Saved entries:
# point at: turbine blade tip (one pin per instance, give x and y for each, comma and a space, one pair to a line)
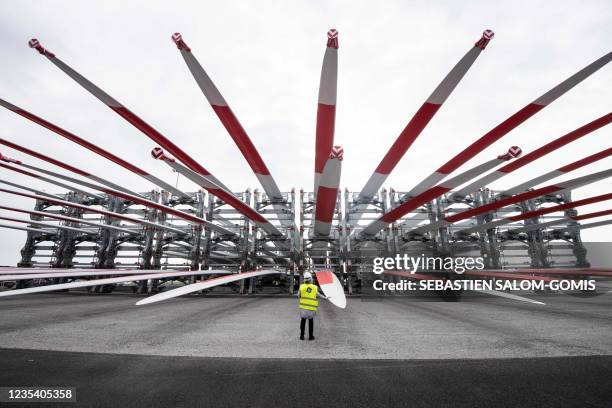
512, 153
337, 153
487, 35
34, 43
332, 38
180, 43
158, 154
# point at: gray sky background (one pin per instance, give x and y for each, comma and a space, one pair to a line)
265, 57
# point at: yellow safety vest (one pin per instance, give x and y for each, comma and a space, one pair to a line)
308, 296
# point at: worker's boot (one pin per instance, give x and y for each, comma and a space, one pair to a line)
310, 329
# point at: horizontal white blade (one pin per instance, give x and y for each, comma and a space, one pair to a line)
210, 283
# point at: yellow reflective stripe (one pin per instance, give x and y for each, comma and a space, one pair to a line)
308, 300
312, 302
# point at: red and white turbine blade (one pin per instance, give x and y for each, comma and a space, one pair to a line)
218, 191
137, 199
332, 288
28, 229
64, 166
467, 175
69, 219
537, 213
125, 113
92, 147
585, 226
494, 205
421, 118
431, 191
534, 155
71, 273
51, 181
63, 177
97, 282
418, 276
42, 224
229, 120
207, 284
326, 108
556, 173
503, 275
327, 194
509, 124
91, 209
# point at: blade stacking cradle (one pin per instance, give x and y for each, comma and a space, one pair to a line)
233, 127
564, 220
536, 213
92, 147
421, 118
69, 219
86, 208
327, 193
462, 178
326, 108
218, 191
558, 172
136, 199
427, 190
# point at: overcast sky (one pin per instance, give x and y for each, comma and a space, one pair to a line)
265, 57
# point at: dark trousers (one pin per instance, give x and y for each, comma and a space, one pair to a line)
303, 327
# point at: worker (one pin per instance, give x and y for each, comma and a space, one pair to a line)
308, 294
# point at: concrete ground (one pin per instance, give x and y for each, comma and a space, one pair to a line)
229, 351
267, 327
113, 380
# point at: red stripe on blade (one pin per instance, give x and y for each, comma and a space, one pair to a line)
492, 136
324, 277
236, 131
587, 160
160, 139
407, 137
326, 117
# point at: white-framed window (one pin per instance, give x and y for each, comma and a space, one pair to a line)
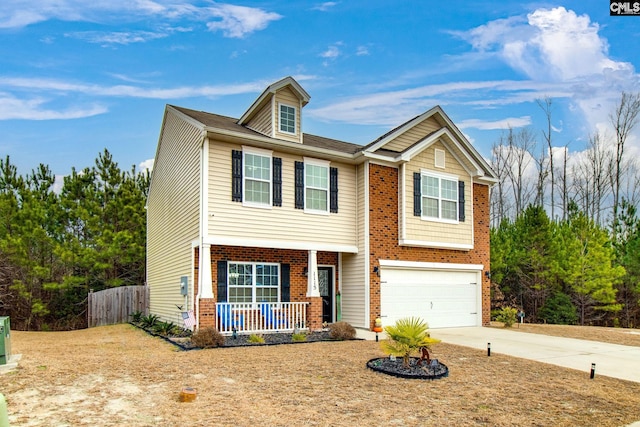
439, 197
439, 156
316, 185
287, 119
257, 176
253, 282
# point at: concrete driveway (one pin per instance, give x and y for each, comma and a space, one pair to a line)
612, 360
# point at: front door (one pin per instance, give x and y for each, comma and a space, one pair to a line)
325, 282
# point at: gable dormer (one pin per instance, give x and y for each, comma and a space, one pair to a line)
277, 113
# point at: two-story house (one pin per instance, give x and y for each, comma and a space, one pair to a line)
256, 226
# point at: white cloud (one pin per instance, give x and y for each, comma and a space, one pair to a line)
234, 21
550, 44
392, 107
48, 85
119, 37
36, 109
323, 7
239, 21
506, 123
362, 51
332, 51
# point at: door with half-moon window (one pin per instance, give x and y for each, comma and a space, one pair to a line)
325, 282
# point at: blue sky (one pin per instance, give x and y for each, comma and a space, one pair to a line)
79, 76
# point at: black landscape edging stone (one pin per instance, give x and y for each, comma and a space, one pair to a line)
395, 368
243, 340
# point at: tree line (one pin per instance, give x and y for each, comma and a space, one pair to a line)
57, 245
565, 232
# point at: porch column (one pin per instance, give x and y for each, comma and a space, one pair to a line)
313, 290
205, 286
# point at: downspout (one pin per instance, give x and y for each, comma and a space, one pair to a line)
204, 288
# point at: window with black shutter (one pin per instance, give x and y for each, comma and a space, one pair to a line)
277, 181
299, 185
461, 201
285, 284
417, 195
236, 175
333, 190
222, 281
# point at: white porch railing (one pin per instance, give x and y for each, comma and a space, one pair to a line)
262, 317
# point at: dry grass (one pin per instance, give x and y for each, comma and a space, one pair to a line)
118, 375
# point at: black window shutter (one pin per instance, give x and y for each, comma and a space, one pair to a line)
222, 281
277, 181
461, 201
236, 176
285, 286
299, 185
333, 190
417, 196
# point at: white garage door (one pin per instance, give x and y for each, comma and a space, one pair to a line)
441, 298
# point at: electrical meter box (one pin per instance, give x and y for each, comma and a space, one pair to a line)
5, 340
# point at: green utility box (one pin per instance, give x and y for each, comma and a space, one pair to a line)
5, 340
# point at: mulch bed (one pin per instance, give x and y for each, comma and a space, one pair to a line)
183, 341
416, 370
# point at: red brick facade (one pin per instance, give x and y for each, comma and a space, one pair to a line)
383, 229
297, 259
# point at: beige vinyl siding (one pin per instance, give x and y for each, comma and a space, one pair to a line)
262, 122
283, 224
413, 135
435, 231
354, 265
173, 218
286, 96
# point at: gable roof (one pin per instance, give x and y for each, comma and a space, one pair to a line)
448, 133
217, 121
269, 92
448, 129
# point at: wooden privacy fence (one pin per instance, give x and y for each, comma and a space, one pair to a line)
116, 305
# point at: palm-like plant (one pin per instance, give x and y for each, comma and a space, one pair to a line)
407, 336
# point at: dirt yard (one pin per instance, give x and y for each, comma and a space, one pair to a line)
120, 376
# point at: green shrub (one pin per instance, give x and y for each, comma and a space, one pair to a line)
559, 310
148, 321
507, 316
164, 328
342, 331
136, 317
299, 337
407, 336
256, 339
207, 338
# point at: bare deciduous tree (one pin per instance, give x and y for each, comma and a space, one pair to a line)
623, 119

...

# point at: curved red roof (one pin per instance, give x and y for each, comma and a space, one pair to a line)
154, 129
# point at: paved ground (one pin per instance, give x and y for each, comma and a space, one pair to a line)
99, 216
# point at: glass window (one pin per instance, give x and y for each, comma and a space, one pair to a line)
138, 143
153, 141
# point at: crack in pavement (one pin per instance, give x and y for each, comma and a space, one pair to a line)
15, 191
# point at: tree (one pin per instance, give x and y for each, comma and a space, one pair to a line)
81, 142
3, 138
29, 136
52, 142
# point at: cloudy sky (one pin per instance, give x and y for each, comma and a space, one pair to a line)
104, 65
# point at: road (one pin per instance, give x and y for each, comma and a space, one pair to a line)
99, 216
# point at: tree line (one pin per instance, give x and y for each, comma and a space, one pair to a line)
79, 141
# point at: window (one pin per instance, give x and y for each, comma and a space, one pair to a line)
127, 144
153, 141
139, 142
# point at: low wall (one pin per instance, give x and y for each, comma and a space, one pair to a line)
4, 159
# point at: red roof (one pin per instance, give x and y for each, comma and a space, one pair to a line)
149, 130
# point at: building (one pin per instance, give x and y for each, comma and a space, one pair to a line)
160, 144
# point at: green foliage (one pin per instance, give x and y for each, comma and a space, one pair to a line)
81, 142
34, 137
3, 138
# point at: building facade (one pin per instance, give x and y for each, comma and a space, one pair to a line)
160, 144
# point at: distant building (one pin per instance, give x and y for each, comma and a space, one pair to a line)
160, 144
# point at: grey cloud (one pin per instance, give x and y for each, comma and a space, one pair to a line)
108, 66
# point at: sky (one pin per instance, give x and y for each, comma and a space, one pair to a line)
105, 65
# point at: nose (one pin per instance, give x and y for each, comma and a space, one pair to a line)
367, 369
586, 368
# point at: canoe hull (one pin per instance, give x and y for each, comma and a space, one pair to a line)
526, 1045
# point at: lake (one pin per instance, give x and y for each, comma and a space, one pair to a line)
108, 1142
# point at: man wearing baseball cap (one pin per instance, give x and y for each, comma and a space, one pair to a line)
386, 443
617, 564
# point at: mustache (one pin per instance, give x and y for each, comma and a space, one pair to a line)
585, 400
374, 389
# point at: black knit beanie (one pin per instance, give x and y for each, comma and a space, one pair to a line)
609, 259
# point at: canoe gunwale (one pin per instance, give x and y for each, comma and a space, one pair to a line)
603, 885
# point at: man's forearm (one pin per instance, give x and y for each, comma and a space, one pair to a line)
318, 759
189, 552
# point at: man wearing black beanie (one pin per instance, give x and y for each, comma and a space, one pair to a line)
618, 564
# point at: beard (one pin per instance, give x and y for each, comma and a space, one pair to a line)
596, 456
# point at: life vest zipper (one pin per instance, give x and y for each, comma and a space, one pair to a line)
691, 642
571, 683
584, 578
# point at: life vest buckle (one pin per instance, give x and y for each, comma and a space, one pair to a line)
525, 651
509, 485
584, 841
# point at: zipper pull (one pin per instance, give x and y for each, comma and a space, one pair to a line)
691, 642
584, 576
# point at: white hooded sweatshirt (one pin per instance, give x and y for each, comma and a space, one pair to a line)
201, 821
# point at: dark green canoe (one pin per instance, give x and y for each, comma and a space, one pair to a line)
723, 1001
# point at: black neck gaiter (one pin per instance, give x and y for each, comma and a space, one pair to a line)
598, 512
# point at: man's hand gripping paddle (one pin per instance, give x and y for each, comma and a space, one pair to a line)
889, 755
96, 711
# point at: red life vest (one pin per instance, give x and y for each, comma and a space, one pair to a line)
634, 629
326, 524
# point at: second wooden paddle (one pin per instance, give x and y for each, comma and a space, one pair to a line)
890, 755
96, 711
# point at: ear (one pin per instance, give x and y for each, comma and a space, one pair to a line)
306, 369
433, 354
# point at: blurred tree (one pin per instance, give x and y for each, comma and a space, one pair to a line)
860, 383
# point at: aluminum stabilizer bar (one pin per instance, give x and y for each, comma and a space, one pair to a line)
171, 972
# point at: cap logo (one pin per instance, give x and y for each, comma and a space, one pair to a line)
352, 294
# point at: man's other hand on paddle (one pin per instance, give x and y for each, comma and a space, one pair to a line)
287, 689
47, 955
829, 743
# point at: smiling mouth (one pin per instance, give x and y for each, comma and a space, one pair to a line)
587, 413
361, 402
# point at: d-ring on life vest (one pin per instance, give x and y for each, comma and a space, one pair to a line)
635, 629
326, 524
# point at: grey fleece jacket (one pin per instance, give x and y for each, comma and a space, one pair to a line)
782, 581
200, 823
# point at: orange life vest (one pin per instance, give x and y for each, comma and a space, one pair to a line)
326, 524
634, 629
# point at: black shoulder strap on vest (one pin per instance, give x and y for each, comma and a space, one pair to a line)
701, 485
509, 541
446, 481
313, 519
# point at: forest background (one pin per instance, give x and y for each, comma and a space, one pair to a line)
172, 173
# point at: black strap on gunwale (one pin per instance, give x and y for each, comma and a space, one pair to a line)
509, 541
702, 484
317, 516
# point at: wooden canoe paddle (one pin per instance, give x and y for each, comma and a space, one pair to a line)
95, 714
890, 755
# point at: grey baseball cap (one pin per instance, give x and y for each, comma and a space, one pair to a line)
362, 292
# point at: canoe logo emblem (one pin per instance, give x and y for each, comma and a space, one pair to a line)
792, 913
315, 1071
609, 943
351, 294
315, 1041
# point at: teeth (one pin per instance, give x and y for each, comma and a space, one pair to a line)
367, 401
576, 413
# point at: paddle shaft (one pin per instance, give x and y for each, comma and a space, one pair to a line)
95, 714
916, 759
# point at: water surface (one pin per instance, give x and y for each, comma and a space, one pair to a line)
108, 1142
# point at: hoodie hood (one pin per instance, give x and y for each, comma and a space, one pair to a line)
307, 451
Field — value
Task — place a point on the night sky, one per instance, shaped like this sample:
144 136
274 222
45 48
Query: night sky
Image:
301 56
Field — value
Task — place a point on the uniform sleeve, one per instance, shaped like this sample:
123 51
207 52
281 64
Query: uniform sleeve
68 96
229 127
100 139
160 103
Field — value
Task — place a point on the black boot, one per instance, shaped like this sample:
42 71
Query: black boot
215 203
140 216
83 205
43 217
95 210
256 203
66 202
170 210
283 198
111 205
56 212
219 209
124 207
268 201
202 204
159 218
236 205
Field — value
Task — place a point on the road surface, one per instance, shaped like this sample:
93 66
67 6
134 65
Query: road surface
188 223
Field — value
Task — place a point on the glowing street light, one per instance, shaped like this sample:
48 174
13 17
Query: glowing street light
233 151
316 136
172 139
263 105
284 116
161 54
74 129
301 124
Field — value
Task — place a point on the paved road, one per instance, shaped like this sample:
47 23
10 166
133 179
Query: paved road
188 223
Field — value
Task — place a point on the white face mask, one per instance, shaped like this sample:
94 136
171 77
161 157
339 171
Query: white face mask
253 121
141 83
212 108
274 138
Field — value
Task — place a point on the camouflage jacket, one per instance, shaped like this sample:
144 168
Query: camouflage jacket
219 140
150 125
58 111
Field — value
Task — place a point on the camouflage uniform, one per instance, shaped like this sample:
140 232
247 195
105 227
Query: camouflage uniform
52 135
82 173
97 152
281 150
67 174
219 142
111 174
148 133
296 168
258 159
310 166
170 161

--

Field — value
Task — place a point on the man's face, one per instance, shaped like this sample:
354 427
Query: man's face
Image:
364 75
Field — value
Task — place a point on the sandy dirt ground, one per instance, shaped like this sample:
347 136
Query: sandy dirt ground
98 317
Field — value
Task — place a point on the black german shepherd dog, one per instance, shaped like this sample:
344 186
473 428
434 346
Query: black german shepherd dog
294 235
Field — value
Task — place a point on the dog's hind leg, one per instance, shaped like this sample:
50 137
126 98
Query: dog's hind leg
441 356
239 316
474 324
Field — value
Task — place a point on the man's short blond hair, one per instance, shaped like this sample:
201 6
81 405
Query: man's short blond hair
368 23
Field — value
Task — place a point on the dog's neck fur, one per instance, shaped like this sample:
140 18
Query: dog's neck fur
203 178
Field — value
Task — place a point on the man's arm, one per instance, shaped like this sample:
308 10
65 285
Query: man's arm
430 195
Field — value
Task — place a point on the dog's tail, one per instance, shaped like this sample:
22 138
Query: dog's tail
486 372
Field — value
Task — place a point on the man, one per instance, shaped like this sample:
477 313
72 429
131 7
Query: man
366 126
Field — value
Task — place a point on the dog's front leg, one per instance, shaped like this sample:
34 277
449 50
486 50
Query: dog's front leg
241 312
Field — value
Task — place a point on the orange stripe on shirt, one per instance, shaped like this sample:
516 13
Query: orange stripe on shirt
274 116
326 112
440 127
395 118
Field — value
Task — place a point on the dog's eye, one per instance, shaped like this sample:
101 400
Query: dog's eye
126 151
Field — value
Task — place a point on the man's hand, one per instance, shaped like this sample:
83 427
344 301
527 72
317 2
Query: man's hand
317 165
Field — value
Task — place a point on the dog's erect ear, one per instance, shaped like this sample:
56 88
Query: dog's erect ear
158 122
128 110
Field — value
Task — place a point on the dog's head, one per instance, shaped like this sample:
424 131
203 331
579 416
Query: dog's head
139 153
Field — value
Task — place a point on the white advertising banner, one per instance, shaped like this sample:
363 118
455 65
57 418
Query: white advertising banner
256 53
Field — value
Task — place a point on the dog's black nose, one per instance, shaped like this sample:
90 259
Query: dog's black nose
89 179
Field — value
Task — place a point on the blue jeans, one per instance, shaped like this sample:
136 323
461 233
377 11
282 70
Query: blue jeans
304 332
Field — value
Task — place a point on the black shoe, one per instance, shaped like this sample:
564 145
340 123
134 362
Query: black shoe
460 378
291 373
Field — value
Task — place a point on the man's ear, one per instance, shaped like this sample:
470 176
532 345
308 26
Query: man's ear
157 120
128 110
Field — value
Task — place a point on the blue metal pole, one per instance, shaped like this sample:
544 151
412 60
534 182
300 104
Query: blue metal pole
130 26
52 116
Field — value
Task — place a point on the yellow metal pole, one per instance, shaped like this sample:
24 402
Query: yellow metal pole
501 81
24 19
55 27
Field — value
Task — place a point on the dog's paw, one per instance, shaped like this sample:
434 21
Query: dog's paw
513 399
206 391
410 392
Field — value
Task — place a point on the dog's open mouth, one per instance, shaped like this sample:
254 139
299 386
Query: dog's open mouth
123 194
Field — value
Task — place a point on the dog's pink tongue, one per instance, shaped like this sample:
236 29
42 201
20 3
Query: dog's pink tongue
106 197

TASK ITEM: If a line in the records above contains the string "night", copy that line out.

WRITTEN RESPONSE:
Task — place a point on the night sky, one per instance, shaped like this sample:
Query: night sky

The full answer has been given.